Stated goal
All the records that follow need to be reproduced exactly. Omit the images.

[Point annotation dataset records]
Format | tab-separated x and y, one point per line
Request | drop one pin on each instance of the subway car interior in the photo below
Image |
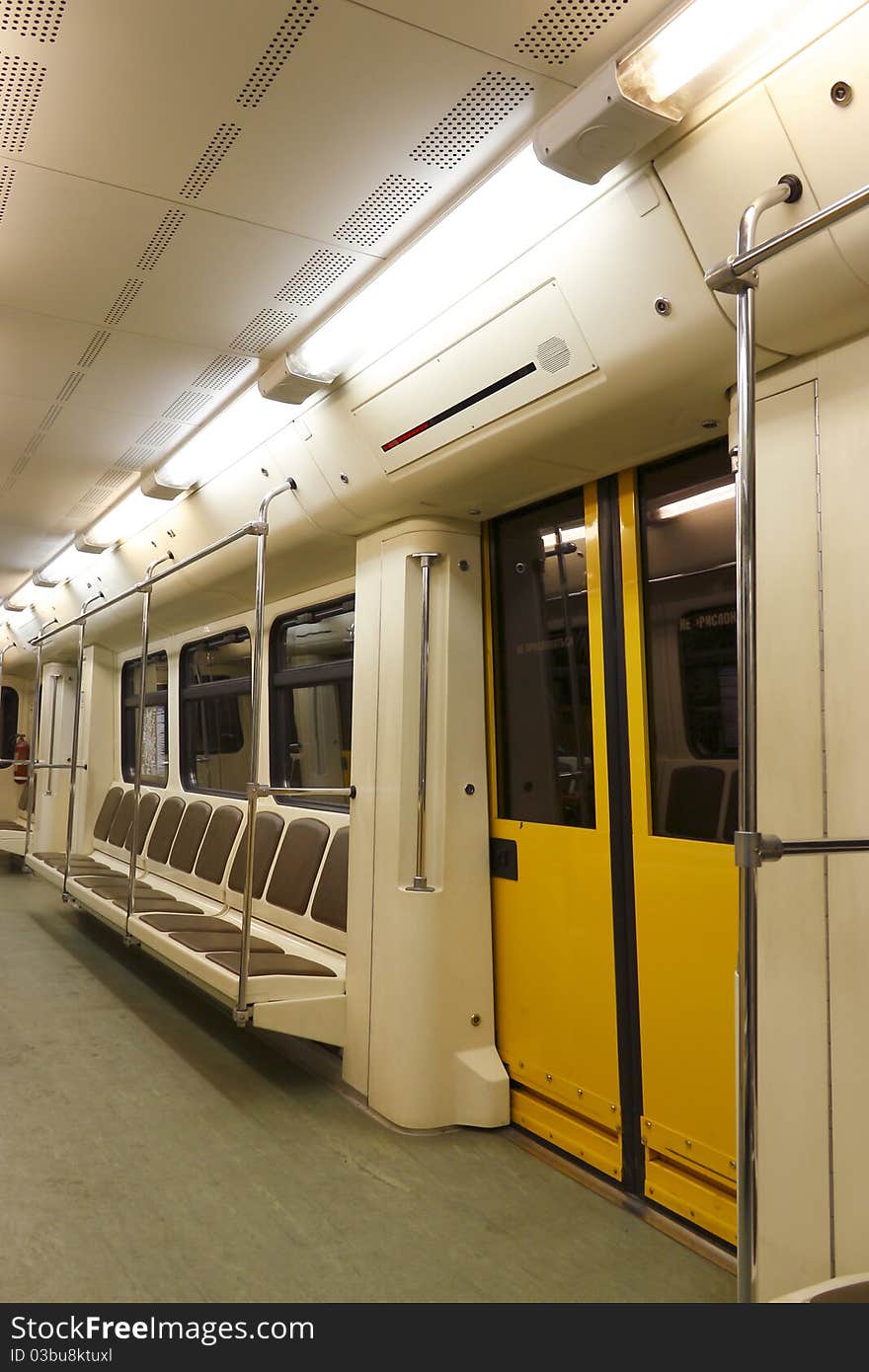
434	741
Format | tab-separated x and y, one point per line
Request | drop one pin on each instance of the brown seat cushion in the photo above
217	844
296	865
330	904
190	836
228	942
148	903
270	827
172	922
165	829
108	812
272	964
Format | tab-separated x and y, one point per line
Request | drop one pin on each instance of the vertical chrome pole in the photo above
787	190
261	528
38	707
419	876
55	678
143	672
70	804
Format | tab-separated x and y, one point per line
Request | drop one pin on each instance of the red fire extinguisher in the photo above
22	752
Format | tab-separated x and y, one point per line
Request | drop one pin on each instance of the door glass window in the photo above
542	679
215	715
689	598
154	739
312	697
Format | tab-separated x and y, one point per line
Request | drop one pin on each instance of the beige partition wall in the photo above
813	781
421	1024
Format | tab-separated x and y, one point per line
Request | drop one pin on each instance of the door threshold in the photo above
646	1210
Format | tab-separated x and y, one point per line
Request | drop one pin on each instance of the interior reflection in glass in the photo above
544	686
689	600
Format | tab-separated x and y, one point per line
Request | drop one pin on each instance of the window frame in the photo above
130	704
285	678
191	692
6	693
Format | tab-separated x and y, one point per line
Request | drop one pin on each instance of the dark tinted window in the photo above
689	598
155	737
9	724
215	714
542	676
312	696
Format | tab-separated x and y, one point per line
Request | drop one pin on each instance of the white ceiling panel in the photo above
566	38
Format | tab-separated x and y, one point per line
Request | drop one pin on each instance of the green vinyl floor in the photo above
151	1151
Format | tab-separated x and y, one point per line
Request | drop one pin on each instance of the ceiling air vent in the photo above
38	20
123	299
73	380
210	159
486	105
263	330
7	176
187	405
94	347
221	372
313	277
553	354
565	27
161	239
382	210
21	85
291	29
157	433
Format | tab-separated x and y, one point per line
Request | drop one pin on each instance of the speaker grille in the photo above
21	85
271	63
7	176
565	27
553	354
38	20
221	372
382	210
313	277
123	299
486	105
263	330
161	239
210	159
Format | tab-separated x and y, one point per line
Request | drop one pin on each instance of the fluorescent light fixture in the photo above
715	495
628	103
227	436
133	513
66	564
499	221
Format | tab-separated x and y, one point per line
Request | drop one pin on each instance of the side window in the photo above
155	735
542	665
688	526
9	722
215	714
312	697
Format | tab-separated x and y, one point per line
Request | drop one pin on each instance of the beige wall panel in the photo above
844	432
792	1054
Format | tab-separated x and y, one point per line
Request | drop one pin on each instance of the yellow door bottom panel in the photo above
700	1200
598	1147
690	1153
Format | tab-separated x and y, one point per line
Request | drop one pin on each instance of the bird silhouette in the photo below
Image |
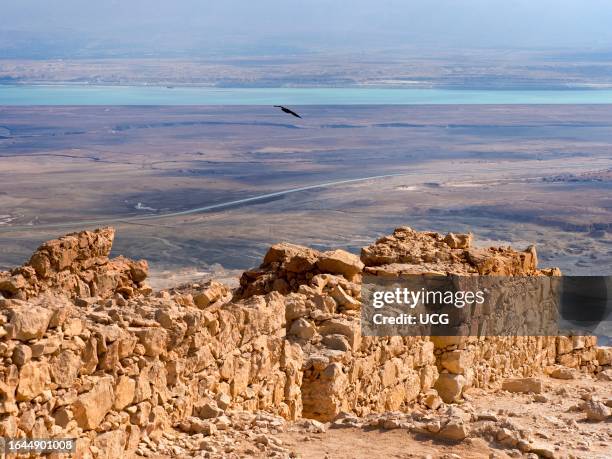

Solution for this problem
Format | tab-separated x and y, one point per line
Request | drop one pin on each instance of the subway car interior in the photo below
Image |
434	741
Format | tab-separated x and y, one point per line
Request | drop one pin on each instance of the brown seat cushion in the photo above
217	844
296	865
330	904
190	836
228	942
148	903
270	827
172	922
165	829
108	812
272	964
Format | tab-separated x and y, one point per line
Request | drop one pin on each instance of the vertical chrome pole in the photo above
787	190
261	528
38	707
419	876
55	678
143	672
70	804
Format | tab-separated x and y, one point per line
Request | drop one pin on each instance of the red fire extinguisher in the photo above
22	752
Format | tab-separated x and y, one point per line
Request | drop one pin on each instance of the door glass window in the photo above
542	679
215	715
689	598
154	739
312	697
Format | tab-separated x and y, one point per line
Request | drop one pin on each instance of the beige partition wall in the photo above
813	781
421	1024
Format | tab-separated x and y, one point per line
Request | drop one pin on each instance of the door threshold in the photo above
646	1210
Format | tab-separated x and y, one point per line
Request | drop one pin on each instance of the interior reflection in glass in the photo above
544	686
689	600
Format | tab-separated x and y, one point per line
Request | drop one pin on each instance of the window frame in the photo above
130	704
285	678
191	692
6	693
Format | tab-separated x and y, one point per line
Request | drop one pin on each instance of the dark tinted window in the photo above
689	598
155	737
9	724
215	714
542	676
312	696
Format | tab-separated x and y, one point per line
Request | drop one pin on each instance of the white ceiling panel in the photo above
566	38
Format | tab-separated x and y, one point per line
Request | drop one pin on each instance of the green vinyl floor in the photo above
151	1151
Format | tab-separated x and y, one point per line
Request | drop one pin on each instance of the ceiling air vent in the photo above
38	20
123	299
73	380
210	159
486	105
263	330
7	176
187	405
94	347
221	372
313	277
553	354
565	27
161	239
382	210
21	85
291	29
157	433
Format | tab-separated x and y, one point per line
Request | drop one pin on each instance of the speaker grille in the photo above
21	85
271	63
7	176
565	27
553	354
38	20
221	372
382	210
313	277
123	299
486	105
263	330
161	239
210	159
Format | tab-separated x and y, one point per line
Request | drop one pin on each instance of the fluorescent light fixture in the photo above
715	495
628	103
227	436
133	513
66	564
499	221
Format | tab-separated x and y, one point per line
Request | drop one pin on each instance of the side window in the photo above
155	735
542	665
688	526
9	722
215	714
312	697
Format | tab-separated x and y, one point per line
Request | drop one pin on each instance of the beige wall panel in the photo above
844	432
792	1054
Format | tab-separated x and y, one point per line
Request | drop one pin on each instance of the yellow door bottom panel in the photo above
700	1200
598	1147
690	1153
Format | tab-separated x and y, one point per line
Request | drop one pin on each instance of the bird silhouette in the photo below
Image |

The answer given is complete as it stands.